**AIM OF THE TASK:** Rewrite the material below, switching every "Target" to "Object" and keeping everything else unchanged. Leave the pictures out of your answer.

** Start of DATA LINES **

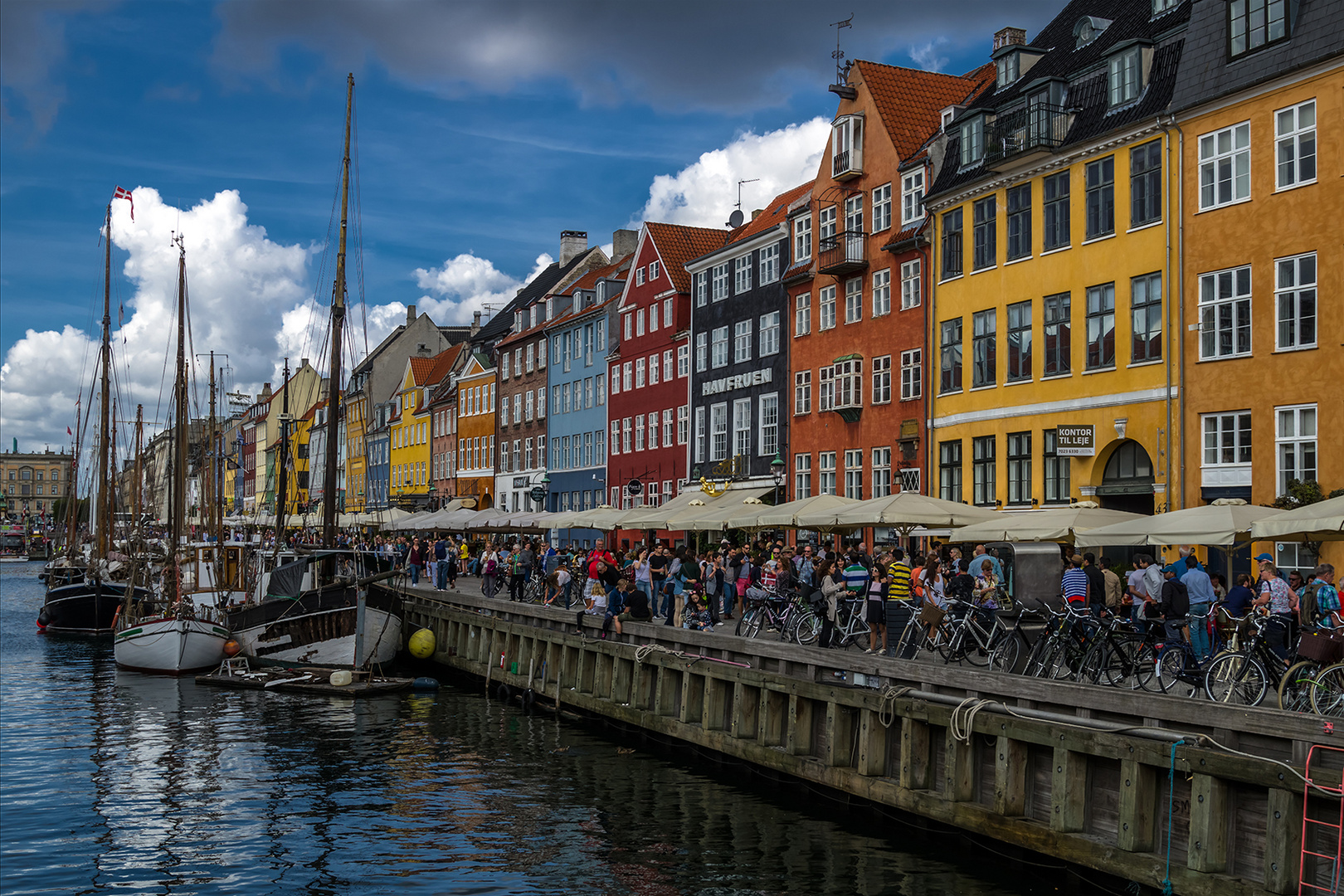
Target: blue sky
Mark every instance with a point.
(485, 129)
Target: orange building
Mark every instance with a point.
(858, 286)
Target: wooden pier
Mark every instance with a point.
(1074, 772)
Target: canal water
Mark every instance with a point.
(119, 782)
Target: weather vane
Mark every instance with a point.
(841, 71)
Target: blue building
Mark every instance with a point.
(580, 338)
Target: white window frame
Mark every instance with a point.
(1220, 164)
(1291, 297)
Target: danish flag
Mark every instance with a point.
(125, 193)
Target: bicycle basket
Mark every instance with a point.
(1322, 646)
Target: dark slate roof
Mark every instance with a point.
(1085, 71)
(1316, 32)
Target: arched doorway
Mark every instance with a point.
(1127, 483)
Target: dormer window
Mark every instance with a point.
(972, 140)
(847, 147)
(1255, 23)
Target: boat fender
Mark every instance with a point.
(421, 644)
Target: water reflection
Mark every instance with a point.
(123, 782)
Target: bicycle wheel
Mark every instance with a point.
(1235, 679)
(1294, 688)
(1328, 694)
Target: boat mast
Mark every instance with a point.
(102, 524)
(338, 323)
(179, 473)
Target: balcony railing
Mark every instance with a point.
(1035, 128)
(845, 253)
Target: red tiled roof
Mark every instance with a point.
(679, 245)
(910, 100)
(773, 214)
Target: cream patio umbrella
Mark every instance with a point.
(1224, 523)
(1320, 522)
(1053, 524)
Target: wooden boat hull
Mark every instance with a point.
(171, 646)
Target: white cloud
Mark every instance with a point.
(704, 192)
(468, 284)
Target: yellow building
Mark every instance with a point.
(1262, 197)
(1050, 328)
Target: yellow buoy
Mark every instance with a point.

** End of DATA LINES **

**WRITTEN SOLUTION:**
Object: blue sky
Mark every instance with a point.
(485, 129)
Object: orange building
Mark every instance with a point.
(858, 286)
Object: wooden pier
Mark every instance with a point.
(1074, 772)
Object: canal water
Mark every instance with a point.
(119, 782)
Object: weather vane
Mark every instance with a point.
(841, 71)
Object: blue building
Mark every instance with a point.
(580, 338)
Object: white window frame
Mark every instance with a point.
(1220, 164)
(1291, 297)
Object: danish flag
Mark every instance with a point.
(125, 193)
Object: bicycle basket
Mark every instance with a point.
(1322, 646)
Object: dark slate roof
Mark every instance with a point.
(1085, 71)
(1316, 32)
Object: arched doorway
Mark every instance with a point.
(1127, 483)
Object: dormer window
Mark every instance with a point.
(972, 140)
(847, 147)
(1255, 23)
Object: boat fender
Mark every instance with a point.
(421, 644)
Object: water reflection
Mark every instance with a point.
(123, 782)
Object: bicycle wheel
Mark every instance with a point.
(1235, 679)
(1294, 688)
(1328, 694)
Object: boat mast
Mark every instance with a point.
(102, 524)
(338, 323)
(179, 473)
Object: balcony railing
Mark every instance with a point.
(1035, 128)
(845, 253)
Object: red tiled roof
Mark every instance with a point.
(679, 245)
(910, 100)
(773, 214)
Object: cream patio umbrella
Mark every instance with a point.
(1224, 523)
(1320, 522)
(1053, 524)
Object: wooden boat hull
Mark every instance with a point.
(171, 646)
Object: white cloud
Mark every instance with a point.
(704, 192)
(468, 284)
Object: yellow building
Mark every instance with a point.
(1262, 197)
(1050, 328)
Object: yellow buoy
Mark every instance with a point.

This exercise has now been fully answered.